• [DIRECTIVE]:
Convert the lines of the entries below, from the line containing "Each instance receives a single keypoint. Tag the painted dome" through the final line, inclusive, into a JSON list of strings with one string per line and blank lines omitted.

• [EXTRACTED MATERIAL]:
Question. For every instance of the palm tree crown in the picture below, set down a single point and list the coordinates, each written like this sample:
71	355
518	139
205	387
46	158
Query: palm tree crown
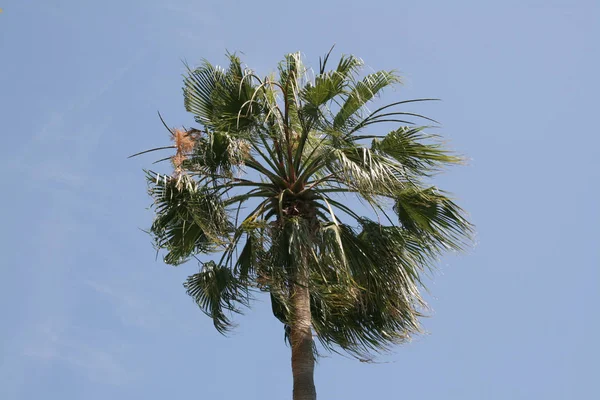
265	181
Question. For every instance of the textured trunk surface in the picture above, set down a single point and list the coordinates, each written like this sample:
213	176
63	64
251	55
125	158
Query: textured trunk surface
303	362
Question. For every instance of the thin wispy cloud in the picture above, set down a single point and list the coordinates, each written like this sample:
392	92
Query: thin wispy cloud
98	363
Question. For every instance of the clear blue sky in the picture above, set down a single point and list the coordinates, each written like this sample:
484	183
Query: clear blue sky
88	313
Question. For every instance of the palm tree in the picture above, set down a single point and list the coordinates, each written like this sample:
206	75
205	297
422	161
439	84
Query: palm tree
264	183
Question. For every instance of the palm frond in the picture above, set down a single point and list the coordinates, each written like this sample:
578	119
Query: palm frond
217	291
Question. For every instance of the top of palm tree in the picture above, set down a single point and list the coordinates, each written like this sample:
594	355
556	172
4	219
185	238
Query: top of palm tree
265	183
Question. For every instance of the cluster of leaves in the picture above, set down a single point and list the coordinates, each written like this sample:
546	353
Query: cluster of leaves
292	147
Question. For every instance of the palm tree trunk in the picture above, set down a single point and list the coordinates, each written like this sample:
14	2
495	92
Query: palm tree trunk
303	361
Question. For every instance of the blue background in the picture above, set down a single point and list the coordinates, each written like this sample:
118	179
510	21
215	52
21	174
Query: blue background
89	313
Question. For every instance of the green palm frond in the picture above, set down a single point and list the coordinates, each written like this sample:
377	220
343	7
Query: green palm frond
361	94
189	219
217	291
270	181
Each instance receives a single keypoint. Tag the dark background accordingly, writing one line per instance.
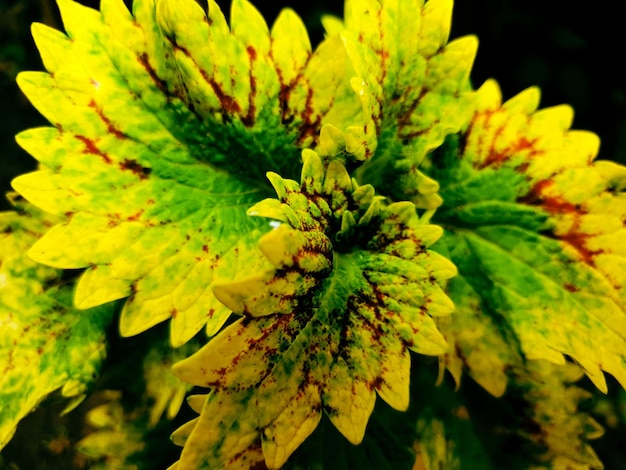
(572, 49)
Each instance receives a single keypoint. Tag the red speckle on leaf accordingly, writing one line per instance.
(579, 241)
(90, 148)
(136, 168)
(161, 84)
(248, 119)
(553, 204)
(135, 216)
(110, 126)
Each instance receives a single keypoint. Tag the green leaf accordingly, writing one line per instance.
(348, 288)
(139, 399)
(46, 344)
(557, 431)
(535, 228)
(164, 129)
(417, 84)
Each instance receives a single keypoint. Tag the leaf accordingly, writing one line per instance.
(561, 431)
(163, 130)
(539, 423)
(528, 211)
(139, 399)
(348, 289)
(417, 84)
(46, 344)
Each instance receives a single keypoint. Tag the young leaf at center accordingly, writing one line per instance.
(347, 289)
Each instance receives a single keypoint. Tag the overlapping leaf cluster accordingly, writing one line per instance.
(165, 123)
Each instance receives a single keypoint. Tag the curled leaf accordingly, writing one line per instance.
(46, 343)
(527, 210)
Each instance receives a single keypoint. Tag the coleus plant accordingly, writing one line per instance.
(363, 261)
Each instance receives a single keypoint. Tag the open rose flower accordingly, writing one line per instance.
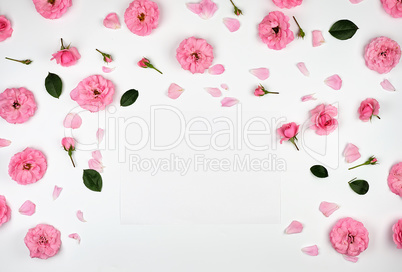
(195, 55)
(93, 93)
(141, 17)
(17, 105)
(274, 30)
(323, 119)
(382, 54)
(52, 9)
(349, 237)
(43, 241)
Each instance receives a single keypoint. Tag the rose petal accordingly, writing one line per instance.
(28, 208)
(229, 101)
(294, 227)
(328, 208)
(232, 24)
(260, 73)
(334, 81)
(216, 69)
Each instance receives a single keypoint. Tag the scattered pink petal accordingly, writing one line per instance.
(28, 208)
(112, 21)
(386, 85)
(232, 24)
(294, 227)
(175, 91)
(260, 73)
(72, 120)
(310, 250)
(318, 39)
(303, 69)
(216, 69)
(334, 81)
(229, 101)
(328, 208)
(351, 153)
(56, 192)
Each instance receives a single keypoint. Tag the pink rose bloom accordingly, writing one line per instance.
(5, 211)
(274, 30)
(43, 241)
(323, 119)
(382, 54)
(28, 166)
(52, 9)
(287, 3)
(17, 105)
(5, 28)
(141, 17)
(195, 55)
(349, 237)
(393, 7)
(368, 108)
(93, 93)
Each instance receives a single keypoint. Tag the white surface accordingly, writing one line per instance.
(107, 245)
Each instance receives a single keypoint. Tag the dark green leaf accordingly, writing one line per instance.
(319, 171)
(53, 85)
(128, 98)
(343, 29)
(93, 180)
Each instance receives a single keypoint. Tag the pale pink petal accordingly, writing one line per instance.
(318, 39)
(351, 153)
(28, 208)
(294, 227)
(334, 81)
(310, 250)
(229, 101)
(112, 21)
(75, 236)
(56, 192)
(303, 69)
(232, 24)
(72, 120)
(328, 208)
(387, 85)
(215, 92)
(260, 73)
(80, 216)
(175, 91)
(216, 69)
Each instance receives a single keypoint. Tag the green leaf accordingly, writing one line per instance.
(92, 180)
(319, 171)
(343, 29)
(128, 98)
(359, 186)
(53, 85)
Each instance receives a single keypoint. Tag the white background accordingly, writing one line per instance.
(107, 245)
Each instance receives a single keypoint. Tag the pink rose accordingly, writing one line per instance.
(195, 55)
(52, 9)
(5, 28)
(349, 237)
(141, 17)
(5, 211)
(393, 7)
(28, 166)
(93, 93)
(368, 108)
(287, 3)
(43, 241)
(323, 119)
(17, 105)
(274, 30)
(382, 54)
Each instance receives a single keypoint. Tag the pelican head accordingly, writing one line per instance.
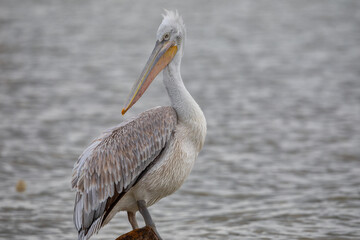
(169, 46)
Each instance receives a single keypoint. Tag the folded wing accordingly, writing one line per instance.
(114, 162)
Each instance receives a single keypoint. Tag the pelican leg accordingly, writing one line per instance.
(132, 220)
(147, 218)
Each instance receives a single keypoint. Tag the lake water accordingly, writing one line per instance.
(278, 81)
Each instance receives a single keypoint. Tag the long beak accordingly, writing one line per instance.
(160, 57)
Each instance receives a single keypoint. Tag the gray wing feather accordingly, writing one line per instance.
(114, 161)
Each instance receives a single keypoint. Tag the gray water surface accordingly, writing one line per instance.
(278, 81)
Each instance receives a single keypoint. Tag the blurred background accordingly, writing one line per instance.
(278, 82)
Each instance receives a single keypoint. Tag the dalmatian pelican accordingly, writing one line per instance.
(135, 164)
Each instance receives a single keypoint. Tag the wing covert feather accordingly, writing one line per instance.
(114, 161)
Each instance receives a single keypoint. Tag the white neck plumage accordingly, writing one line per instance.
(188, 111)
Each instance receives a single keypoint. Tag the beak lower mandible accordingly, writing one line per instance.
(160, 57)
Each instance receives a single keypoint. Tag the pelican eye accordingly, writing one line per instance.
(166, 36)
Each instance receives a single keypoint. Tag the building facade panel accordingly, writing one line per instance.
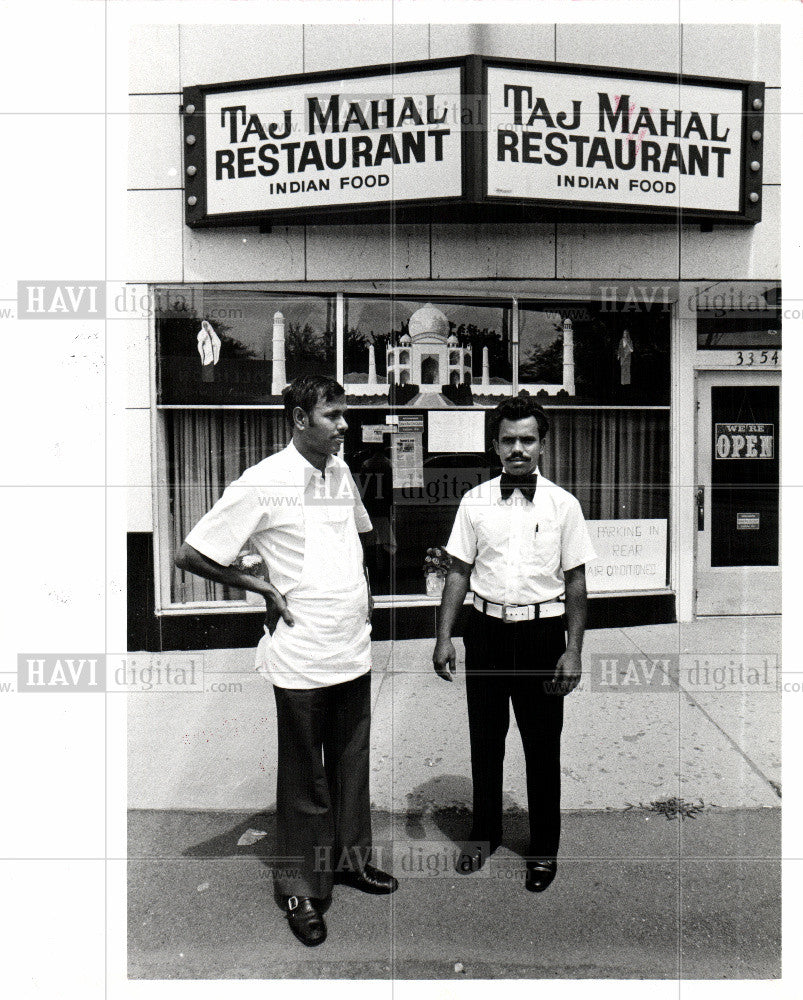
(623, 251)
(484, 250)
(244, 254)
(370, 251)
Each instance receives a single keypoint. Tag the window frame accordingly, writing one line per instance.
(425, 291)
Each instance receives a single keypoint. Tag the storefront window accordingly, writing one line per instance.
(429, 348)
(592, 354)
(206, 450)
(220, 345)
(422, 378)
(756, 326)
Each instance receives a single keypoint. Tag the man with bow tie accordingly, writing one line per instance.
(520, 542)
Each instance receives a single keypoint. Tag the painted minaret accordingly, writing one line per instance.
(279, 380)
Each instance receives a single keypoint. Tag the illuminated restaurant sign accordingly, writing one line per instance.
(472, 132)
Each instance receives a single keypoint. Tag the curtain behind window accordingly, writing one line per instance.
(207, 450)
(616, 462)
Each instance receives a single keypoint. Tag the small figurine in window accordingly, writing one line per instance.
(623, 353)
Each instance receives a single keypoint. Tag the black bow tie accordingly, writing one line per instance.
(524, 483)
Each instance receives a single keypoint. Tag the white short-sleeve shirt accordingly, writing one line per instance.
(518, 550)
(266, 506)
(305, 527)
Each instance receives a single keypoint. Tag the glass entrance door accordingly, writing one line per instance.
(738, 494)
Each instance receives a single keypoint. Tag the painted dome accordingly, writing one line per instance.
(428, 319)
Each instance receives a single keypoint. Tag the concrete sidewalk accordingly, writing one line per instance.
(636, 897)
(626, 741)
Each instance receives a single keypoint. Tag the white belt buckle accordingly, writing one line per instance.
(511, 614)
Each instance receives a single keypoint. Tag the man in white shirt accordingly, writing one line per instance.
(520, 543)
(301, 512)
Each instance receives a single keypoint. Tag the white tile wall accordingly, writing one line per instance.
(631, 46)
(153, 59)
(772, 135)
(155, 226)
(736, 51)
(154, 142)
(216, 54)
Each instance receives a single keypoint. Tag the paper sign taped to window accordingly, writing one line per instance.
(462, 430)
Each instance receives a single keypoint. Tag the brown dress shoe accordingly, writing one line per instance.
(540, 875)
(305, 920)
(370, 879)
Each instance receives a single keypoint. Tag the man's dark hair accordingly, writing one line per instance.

• [RESULT]:
[
  "Each instance receives a single keypoint. Tag the painted dome accordingly, writing one line per instance.",
  "(428, 319)",
  "Each instance receives a single keypoint. Tag the concrete sidewalk accordingly, writing one line per instance.",
  "(636, 897)",
  "(626, 741)",
  "Each instance receives a single keypoint. Tag the white belt buckle accordingly, writing one line per instance.",
  "(511, 614)",
  "Each instance receives a single keypoint. Tag the man in white shirt accordingly, writing one line per instance.",
  "(520, 543)",
  "(301, 512)",
  "Each instance receives a single keypoint. Tag the white tile wall accordingly, writing one line per instance.",
  "(631, 46)",
  "(153, 59)",
  "(772, 135)",
  "(155, 226)",
  "(736, 51)",
  "(154, 142)",
  "(216, 54)",
  "Each instance receives a single keypoint. Tag the paper sign taped to window accordingly, writing one line per instance.",
  "(462, 430)",
  "Each instance receives a single keypoint. Tag the brown dress shoe accordingly, writing one line per instance.",
  "(540, 875)",
  "(305, 920)",
  "(370, 879)",
  "Each instance receives a single keypoint. Tag the man's dark hair accordingly, writing one line per instance."
]